----- Records shown -----

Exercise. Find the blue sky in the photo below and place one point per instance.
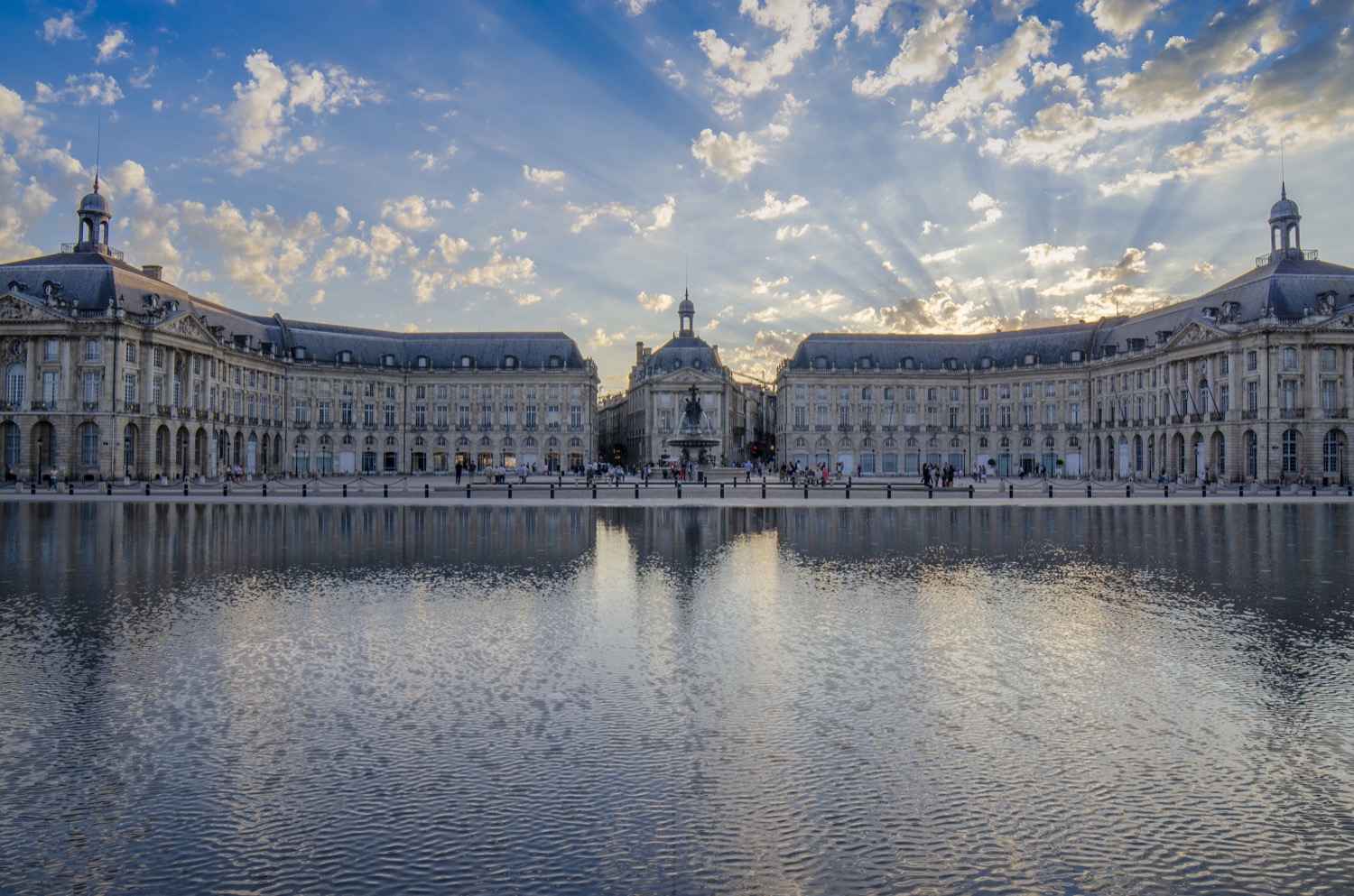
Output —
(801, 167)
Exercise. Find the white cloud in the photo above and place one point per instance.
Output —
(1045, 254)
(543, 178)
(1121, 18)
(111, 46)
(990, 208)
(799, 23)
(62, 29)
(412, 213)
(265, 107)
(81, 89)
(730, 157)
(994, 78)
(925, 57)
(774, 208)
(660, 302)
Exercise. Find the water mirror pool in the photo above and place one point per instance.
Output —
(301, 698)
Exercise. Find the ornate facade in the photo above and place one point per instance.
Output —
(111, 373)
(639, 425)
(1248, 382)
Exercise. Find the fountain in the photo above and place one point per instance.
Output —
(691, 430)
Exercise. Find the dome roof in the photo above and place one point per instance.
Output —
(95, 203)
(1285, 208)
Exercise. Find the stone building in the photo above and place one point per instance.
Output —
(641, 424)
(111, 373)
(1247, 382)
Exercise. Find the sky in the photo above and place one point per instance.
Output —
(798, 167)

-----
----- Records shown -----

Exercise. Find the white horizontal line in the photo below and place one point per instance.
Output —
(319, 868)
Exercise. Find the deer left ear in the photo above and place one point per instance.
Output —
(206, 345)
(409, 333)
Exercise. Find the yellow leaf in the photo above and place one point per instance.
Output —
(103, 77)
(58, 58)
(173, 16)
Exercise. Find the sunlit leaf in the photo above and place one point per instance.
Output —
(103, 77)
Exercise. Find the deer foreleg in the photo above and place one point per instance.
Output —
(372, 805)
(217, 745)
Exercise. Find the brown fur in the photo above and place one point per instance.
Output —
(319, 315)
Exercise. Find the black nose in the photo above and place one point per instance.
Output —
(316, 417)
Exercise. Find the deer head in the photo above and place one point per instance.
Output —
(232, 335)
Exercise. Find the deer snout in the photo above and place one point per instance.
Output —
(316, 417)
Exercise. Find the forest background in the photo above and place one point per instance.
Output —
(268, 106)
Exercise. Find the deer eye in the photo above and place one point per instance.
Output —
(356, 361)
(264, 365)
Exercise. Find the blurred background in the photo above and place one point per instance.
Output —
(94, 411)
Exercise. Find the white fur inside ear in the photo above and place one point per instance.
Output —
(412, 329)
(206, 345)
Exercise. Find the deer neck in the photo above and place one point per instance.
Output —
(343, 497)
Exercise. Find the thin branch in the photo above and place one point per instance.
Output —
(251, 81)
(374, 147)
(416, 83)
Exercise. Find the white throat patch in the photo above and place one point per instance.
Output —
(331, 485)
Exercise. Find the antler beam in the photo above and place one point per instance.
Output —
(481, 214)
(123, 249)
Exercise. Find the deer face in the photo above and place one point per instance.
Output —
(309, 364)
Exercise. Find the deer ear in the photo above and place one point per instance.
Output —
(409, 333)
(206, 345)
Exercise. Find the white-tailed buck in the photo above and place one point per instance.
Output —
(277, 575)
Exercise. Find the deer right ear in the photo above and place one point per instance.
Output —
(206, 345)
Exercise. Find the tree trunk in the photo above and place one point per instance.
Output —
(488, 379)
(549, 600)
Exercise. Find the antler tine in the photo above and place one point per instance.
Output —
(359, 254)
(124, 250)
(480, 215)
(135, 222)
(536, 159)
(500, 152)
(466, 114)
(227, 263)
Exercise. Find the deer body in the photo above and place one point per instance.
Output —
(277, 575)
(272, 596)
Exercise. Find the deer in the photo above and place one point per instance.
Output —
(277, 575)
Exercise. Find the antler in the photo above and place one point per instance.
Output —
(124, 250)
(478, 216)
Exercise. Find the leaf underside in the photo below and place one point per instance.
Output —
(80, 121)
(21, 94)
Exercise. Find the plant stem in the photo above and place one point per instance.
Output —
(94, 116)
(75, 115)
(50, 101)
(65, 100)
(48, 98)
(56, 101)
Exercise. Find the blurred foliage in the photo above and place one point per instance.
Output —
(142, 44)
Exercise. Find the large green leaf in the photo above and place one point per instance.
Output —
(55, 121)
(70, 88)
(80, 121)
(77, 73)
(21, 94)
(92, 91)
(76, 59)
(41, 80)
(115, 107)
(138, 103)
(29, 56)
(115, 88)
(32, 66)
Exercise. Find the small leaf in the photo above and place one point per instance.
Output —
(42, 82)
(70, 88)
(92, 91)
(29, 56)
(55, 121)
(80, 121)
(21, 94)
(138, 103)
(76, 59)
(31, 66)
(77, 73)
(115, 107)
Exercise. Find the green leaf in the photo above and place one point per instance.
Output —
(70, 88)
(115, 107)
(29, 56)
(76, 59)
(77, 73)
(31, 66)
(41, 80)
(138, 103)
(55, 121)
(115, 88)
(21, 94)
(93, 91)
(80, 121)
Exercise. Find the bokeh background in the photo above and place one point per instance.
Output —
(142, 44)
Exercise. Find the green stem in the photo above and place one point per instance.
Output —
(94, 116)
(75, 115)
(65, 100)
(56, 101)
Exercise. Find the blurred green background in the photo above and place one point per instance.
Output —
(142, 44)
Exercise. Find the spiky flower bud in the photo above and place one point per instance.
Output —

-----

> _Task_: Return exactly, and only, the lines above starting at the line that contains "Exercise. Find the deer ear" and ending at the line that contains "Exercise. Find the large".

> _Answer to this exercise_:
Exercise. Find the deer ear in the photo above and place one point per instance.
Output —
(409, 333)
(206, 345)
Exercise. Find the white-tailed buck in the photo above and place one point per instance.
Output —
(277, 575)
Exercise. Find the deer right ear in the photo above and place one point per instance.
Output —
(206, 345)
Exercise. Find the tree trunk in the photo above and place one point per instance.
Output —
(488, 379)
(549, 600)
Exercise. Find the antler tine in the photo above and place one point per instance.
Output —
(359, 254)
(124, 250)
(480, 215)
(135, 222)
(536, 159)
(500, 152)
(466, 114)
(227, 263)
Exercise. Find the deer body in the photo above and place one point per instance.
Output —
(277, 575)
(272, 596)
Exercise. Find the deer in the photo above and place one point per instance.
Output —
(277, 575)
Exercise. Find the antler in the photo above and place one point per instance.
Output —
(124, 250)
(478, 216)
Exercise. Find the leaf underside in the photo below and place one point per instance.
Output —
(80, 121)
(21, 94)
Exercise. Find the plant stem in the photo above and place one point per instance.
Output —
(94, 116)
(75, 115)
(50, 101)
(65, 100)
(48, 98)
(56, 101)
Exercise. Find the blurred foliage in the photo above and place one point per instance.
Output —
(142, 44)
Exercise. Find the large green leaf in the photo above and place one point per instance.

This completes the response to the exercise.